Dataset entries
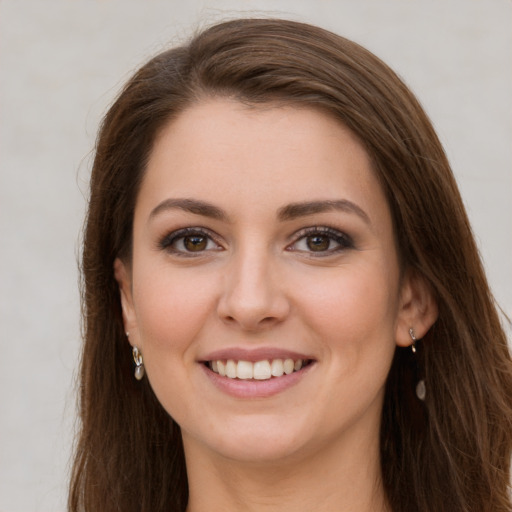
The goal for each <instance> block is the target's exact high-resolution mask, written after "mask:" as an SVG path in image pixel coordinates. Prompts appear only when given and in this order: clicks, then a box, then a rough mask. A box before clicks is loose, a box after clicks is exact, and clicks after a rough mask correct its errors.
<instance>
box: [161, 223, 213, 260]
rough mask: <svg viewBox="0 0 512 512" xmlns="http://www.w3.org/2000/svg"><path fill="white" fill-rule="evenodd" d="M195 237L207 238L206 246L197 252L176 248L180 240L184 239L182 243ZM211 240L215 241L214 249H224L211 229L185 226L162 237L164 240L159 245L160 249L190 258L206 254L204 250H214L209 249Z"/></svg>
mask: <svg viewBox="0 0 512 512" xmlns="http://www.w3.org/2000/svg"><path fill="white" fill-rule="evenodd" d="M193 237H198V238H204V239H205V240H206V244H207V245H206V247H205V248H204V249H202V250H199V251H197V252H196V251H187V250H186V249H177V248H176V245H177V243H178V242H179V241H180V240H181V241H182V243H185V239H186V238H193ZM211 242H213V243H214V244H215V246H216V248H215V249H213V250H221V249H222V247H221V245H220V244H219V242H217V237H216V236H215V234H214V233H212V232H211V231H209V230H207V229H205V228H183V229H178V230H177V231H173V232H172V233H169V234H168V235H166V236H164V238H162V240H161V241H160V242H159V244H158V246H159V248H160V249H162V250H164V251H167V252H170V253H172V254H174V255H177V256H182V257H186V258H190V257H192V258H193V257H197V256H200V255H202V254H204V252H206V251H211V250H212V249H211V248H210V249H208V244H210V243H211Z"/></svg>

> [TO DO]
Return every line from the entries above that includes the word "instance".

> [THE ANSWER]
The goal for each <instance> block is the target's exact high-resolution mask, written after "mask:" as an SVG path in image pixel coordinates. Prompts appear only when given and in this order: clicks, then a box, then a rough mask. A box before clicks is loose, a box after clicks is exact, and clicks after a rough mask correct its errors.
<instance>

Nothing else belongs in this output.